## WHAT YOU ARE ASKED TO DO
Every line from the one containing "the man's white" to the end of the records below should be returned exactly; pictures are to be dropped.

━━━━━ MATERIAL FOR THIS EXERCISE ━━━━━

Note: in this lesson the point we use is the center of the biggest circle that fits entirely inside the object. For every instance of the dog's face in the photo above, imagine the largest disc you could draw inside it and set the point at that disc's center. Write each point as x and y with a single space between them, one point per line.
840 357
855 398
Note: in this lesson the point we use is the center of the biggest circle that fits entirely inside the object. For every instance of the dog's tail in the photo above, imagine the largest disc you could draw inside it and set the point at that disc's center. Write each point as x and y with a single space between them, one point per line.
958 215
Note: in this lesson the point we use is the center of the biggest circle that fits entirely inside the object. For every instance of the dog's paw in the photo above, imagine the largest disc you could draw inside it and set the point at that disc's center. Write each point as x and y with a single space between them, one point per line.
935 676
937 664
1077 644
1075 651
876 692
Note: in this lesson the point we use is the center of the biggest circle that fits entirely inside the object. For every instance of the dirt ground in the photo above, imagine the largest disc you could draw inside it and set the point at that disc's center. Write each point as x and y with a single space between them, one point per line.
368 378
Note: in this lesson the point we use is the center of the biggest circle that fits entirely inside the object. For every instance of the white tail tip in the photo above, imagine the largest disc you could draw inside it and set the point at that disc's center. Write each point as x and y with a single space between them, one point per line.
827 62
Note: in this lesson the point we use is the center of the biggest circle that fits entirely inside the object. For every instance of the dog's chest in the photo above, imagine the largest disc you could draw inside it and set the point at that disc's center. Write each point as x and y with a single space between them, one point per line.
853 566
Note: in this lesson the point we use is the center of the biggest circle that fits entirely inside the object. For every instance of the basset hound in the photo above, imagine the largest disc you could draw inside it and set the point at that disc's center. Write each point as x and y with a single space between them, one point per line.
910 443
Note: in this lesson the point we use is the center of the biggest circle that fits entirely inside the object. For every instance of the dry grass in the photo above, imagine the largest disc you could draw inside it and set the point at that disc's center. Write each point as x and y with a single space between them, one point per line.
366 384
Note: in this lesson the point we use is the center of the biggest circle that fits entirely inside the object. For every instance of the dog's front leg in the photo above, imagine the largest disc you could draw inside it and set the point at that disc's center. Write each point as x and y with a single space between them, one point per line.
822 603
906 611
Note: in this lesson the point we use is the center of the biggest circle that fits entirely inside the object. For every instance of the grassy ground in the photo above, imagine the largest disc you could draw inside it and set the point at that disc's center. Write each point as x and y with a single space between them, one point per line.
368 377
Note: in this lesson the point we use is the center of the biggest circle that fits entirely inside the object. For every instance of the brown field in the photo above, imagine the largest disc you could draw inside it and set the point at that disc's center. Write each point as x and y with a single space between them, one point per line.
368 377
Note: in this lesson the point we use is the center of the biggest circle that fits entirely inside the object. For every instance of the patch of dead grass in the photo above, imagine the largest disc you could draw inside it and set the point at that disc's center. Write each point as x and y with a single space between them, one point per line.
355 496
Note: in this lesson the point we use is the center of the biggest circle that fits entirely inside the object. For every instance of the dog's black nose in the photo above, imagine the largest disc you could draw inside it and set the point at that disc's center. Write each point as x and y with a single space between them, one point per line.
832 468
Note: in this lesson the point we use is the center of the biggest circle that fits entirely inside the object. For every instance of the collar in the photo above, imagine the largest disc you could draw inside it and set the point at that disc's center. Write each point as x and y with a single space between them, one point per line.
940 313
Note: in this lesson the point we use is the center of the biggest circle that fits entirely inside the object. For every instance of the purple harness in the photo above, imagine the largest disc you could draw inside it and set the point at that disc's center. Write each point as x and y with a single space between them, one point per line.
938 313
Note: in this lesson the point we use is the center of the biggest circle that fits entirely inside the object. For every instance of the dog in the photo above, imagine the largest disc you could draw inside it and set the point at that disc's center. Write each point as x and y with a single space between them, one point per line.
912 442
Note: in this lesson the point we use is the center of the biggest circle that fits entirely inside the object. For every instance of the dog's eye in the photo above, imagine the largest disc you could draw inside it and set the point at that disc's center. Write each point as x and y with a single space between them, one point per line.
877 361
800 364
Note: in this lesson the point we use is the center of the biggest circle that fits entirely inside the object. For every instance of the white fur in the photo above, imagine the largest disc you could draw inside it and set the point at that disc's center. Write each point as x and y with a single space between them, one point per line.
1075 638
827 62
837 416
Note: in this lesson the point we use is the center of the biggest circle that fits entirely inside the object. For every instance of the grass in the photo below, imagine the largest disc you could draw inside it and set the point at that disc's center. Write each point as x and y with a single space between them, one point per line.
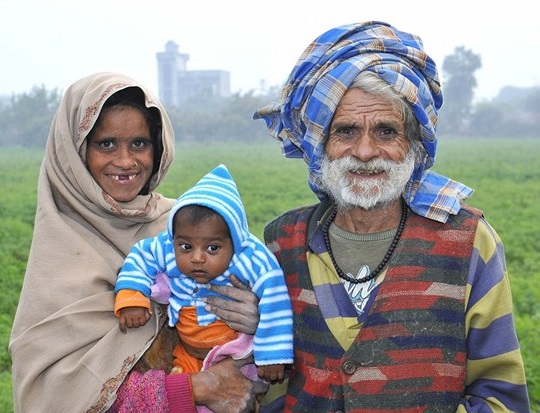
505 174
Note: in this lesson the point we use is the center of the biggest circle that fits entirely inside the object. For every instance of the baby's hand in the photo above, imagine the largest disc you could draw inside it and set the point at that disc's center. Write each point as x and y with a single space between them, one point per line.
272 372
133 317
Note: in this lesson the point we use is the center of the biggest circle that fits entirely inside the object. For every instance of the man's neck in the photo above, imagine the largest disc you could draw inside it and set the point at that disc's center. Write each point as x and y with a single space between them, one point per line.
363 221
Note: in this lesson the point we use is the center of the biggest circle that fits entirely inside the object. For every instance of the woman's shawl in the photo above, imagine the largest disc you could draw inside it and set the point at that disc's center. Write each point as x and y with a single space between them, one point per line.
68 352
321 77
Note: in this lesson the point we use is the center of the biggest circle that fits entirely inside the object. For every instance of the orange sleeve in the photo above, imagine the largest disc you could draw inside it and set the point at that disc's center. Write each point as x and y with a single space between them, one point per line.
131 298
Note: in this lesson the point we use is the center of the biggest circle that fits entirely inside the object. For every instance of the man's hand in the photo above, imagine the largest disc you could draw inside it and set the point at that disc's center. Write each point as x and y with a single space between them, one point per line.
242 312
133 317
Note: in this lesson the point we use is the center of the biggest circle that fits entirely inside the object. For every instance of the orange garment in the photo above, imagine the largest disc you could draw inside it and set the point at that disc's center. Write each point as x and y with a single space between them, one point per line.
202 337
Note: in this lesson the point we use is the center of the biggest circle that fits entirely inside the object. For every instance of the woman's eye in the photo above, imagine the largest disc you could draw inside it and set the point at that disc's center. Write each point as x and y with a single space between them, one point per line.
142 144
106 145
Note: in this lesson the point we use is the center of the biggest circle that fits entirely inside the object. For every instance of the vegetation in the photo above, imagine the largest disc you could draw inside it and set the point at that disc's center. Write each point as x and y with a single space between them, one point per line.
505 173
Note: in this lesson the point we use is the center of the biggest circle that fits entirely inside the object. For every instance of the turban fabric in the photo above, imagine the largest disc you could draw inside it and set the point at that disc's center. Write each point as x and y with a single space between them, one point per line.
321 77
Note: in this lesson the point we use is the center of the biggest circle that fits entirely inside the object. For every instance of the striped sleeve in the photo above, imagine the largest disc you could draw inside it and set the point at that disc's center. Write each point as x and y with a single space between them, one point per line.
495 371
145 260
273 340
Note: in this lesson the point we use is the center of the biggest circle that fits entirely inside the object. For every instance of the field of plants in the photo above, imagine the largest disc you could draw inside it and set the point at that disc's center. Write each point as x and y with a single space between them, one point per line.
504 173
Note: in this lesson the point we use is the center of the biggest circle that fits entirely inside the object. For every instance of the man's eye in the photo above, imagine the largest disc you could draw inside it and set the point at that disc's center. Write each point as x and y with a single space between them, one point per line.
387 132
345 130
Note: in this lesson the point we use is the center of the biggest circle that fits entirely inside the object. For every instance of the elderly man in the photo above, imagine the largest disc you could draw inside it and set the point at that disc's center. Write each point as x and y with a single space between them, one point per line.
400 293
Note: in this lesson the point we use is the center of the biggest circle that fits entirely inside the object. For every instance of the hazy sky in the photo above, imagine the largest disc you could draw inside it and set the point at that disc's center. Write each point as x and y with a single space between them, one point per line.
55 42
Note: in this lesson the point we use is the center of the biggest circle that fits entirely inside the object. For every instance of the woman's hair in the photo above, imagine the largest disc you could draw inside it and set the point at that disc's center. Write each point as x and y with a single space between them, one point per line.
371 83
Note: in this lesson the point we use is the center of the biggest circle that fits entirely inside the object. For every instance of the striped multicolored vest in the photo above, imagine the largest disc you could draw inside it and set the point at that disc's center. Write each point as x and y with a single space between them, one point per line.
410 355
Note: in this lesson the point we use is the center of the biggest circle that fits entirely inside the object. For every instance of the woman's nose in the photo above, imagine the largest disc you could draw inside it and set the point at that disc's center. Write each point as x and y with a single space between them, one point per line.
124 159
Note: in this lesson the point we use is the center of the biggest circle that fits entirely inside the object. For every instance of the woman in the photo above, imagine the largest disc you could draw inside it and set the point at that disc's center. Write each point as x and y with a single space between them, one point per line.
109 147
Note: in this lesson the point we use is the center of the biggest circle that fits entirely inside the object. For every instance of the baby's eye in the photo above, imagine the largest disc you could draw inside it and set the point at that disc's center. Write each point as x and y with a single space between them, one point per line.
212 249
185 247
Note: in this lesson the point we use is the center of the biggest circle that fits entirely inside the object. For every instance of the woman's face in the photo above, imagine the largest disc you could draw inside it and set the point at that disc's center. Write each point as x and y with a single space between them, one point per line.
120 153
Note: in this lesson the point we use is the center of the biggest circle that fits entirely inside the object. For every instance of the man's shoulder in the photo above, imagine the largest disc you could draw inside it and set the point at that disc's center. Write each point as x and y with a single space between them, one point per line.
293 214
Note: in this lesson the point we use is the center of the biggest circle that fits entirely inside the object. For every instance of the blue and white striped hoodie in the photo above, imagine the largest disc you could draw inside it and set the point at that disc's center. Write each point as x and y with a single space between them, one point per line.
252 262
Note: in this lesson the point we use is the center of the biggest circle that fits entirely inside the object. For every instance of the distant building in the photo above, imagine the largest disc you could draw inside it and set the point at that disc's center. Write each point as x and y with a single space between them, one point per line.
176 84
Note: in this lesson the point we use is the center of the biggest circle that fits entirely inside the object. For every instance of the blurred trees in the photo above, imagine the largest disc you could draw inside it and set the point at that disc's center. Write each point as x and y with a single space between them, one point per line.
459 83
26 119
515 112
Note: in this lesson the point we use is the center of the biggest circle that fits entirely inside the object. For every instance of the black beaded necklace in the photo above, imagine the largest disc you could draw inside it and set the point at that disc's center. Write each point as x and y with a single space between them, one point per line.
386 258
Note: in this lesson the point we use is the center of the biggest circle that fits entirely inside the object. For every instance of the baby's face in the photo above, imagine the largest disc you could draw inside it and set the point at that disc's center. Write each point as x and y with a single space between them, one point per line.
203 250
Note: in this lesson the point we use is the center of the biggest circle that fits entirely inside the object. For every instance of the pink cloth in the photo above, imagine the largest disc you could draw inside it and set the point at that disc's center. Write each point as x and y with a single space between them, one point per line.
238 349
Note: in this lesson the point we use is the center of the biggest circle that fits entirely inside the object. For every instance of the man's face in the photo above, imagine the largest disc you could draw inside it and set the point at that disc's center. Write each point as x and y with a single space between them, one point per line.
368 160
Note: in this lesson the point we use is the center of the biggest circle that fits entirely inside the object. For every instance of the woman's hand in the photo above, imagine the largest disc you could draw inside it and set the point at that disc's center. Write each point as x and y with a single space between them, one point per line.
223 388
241 313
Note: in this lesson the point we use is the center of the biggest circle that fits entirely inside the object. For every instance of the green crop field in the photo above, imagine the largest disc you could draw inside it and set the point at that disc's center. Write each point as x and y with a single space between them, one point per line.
504 173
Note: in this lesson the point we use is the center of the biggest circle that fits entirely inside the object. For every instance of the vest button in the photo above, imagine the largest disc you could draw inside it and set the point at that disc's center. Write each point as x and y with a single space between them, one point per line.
348 367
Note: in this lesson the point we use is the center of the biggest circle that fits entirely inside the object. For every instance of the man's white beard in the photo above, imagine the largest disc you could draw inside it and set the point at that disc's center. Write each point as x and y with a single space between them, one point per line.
348 192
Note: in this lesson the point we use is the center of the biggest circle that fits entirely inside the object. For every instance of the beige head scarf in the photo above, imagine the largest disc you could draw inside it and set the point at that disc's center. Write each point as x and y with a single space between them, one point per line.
68 352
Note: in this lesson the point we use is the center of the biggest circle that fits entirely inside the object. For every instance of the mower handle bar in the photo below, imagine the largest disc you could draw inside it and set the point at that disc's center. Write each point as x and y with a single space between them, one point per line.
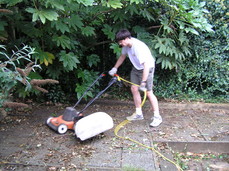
112 81
100 76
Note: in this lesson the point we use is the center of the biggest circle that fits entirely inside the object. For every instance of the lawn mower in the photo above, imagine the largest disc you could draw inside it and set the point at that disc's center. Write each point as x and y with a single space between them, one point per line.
85 127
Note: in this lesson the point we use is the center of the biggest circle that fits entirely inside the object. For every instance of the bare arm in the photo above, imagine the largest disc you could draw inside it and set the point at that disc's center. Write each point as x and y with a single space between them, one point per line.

━━━━━

## RESULT BELOW
Note: in this lesson the point we use is the center of the biggest circle that fits entirely inside the object. For every instance of the man's white beard in the photo above, imagine the largest disc you could draw inside it and set the point at that disc's center. Write each point as x and y with a single space between them, one point per line.
348 192
Note: in this lesson the point we use is the center of the biggest circle that fits entirely inside the object. For every instance of the beige head scarf in the photo above, imagine the largest disc you could draw inside it and set the point at that disc's center. Write each point as x and y with a single space between them, one point per line.
68 352
Note: in this lesson the point we use is the center of the biggest circle that fits entirely inside the object. For every instance of the mower handle bar in the photo below, imagine the largest disc you could draw inside it and set the point at that disc's center. Write each point as x and y with a single space between them, one point per line.
112 81
100 76
Note: in this lesson the point we use is the center of the biggest circle that fits entirely inside the object. For every instance of the lawn mower in the photo above, imagine the largest disc you could draw inside it and set the point at that disc's center. Write each point as x and y with a single space between them, one point per line.
85 127
Note: in this lesson the point we use is the center of the biggest circle that fits entirely inside the object. For every instance of the bare arm in the photo above, imagine the largest disc you could draw inside it and set the point at that disc's center. Write each point as x and y with a single space between them, one point per line.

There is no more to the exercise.